### What you need to do
Filter the lines below, copying only those with the string "shiny".

[Region pointing data]
BEGIN

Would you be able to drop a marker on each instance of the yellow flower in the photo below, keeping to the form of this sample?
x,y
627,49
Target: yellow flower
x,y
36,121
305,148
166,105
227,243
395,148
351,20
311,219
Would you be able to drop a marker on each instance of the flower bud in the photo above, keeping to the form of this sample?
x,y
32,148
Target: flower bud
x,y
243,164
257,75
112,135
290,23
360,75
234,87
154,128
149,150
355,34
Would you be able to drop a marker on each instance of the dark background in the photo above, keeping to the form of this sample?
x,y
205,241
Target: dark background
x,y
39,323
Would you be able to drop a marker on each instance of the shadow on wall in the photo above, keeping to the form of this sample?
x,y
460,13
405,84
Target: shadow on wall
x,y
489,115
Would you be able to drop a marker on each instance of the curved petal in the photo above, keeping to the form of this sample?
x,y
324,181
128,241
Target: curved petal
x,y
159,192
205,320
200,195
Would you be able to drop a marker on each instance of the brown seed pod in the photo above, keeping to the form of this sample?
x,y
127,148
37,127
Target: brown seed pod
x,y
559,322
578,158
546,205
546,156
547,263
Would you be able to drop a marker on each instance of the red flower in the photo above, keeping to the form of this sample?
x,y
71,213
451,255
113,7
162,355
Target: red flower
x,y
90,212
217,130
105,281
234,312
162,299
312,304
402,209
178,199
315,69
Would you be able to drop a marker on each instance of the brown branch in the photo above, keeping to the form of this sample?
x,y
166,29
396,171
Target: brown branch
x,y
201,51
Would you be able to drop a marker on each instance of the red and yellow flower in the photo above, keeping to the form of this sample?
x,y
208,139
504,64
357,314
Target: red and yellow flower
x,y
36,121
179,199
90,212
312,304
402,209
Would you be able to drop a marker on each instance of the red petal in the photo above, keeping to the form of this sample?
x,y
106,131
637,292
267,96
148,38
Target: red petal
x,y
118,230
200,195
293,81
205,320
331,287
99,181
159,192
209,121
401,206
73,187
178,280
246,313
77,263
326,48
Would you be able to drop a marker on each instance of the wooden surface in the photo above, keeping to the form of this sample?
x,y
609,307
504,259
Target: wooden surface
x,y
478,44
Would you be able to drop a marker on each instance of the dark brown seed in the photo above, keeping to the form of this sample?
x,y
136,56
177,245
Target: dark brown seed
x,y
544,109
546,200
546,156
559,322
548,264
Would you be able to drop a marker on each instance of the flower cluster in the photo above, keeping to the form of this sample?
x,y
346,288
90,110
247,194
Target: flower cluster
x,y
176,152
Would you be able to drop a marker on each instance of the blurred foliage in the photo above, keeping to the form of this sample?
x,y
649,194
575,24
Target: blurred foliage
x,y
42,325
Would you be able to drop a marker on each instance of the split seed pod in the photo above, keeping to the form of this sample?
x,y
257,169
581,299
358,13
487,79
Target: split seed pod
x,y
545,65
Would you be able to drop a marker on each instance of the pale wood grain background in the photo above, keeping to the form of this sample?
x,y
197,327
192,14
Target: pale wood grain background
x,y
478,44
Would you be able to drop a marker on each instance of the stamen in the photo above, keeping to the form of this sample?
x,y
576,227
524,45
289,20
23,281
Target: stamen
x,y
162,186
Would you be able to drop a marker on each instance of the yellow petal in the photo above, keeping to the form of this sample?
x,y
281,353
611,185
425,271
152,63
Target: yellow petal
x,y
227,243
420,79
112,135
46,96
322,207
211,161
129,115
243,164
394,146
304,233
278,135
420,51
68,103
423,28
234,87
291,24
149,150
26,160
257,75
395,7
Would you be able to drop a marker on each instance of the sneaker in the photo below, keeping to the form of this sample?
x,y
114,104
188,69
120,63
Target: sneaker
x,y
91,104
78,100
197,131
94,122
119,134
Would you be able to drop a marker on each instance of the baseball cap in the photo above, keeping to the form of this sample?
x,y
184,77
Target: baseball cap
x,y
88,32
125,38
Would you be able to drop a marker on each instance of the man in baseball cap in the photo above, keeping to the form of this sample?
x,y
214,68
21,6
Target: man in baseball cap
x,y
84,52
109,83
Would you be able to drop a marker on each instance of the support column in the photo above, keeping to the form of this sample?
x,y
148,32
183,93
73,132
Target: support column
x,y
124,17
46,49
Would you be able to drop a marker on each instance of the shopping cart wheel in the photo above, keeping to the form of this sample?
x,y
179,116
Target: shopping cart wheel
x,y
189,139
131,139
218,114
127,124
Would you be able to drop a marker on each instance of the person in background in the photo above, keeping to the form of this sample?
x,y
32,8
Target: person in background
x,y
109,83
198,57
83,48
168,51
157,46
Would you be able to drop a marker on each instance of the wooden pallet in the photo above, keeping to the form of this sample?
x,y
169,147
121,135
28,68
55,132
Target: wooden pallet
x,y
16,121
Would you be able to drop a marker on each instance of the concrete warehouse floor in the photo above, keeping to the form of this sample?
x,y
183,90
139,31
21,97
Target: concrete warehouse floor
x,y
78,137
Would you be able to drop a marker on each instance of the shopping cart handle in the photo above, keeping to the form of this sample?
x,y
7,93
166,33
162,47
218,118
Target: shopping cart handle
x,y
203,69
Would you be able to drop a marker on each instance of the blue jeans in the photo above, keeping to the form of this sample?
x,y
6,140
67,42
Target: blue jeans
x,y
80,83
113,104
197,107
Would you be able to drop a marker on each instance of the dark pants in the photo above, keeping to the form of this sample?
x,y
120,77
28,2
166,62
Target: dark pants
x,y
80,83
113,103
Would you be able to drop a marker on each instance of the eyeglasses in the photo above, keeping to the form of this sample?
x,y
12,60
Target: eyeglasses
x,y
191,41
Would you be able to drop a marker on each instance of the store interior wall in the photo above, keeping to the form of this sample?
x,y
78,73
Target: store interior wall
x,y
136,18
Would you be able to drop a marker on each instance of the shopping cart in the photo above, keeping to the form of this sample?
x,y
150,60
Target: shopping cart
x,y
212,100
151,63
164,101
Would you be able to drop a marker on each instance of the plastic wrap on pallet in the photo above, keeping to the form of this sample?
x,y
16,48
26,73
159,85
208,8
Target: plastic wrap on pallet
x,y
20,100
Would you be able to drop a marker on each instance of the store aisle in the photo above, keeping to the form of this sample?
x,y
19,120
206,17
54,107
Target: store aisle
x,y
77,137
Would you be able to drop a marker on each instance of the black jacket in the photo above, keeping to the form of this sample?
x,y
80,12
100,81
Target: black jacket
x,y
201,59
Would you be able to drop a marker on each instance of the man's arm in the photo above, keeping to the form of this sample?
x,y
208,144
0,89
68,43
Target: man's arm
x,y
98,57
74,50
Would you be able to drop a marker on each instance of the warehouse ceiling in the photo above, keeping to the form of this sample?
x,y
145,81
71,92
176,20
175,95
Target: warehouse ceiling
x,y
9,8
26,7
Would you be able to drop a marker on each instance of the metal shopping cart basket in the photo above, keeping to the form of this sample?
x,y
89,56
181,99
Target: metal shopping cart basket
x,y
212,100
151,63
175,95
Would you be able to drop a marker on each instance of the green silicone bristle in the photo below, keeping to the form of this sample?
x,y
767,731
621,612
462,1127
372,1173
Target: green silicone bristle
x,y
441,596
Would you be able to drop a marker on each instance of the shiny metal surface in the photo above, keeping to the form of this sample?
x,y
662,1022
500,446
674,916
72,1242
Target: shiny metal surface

END

### Result below
Would you be able to drop a marker on each instance of the shiny metal surface in the photo above, keeping to the form of this sample?
Target: shiny metal surface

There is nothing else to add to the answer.